SET TASK ▸
Pick out each line of the listing that contains the word "cord", and copy those lines.

DATA SECTION ▸
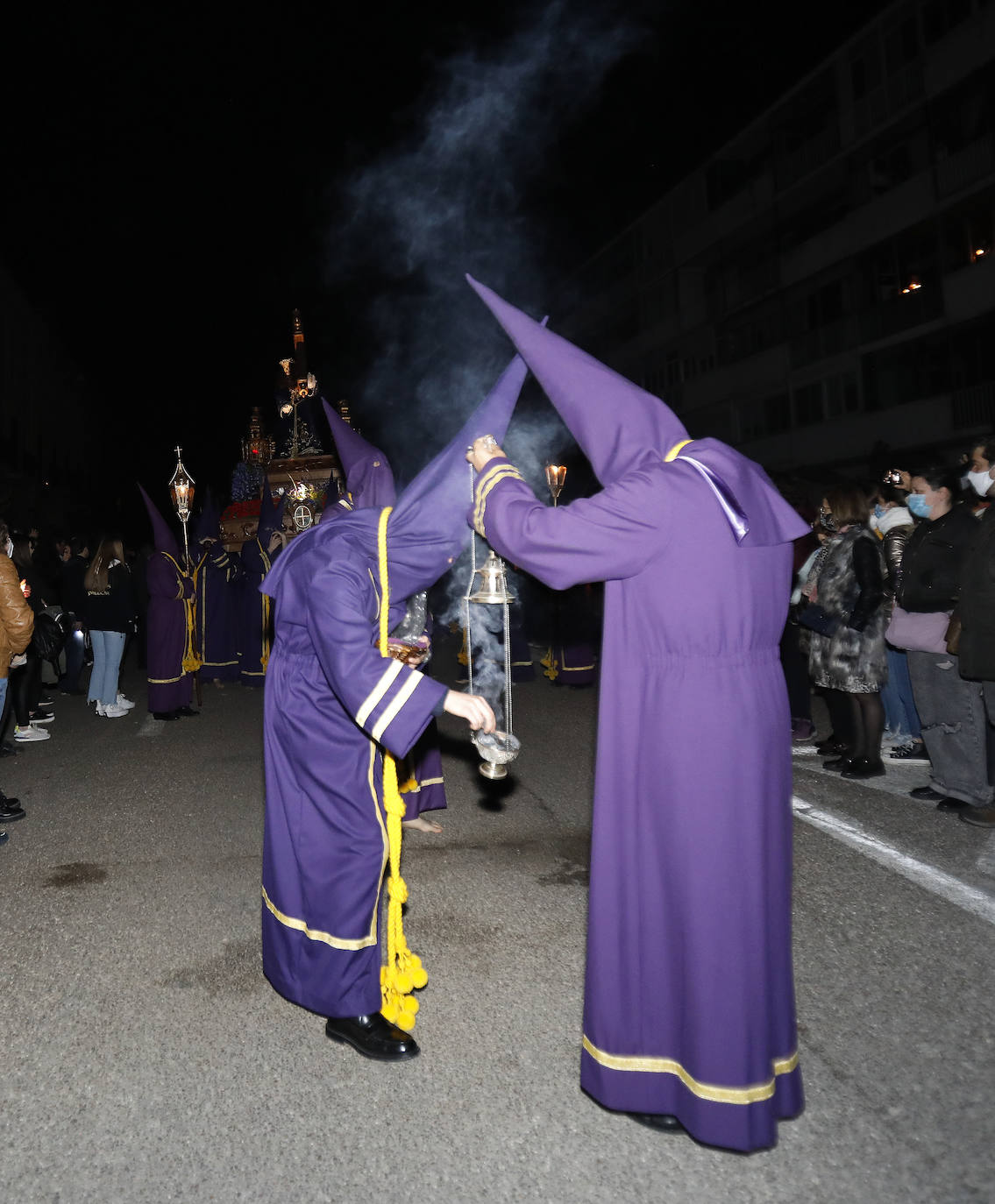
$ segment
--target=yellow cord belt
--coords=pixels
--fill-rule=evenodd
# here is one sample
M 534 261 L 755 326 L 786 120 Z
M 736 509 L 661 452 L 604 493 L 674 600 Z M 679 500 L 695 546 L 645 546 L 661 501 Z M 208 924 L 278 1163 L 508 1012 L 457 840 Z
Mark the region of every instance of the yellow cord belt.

==

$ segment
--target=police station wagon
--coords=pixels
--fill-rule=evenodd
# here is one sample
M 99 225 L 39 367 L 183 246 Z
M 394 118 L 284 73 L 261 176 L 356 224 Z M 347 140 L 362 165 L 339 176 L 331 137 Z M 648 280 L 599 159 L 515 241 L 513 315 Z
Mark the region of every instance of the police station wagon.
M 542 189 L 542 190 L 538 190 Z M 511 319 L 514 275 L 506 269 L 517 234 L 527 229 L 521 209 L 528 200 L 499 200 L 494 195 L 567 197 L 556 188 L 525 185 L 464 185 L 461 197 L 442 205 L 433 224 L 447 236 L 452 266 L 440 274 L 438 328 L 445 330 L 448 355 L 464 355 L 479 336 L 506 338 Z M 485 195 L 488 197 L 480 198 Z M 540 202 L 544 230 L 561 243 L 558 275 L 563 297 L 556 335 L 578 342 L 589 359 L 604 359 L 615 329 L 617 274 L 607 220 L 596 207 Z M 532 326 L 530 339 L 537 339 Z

CORRECT RESPONSE ▸
--target=yellow cord belt
Mark the region of every instance of the yellow cord belt.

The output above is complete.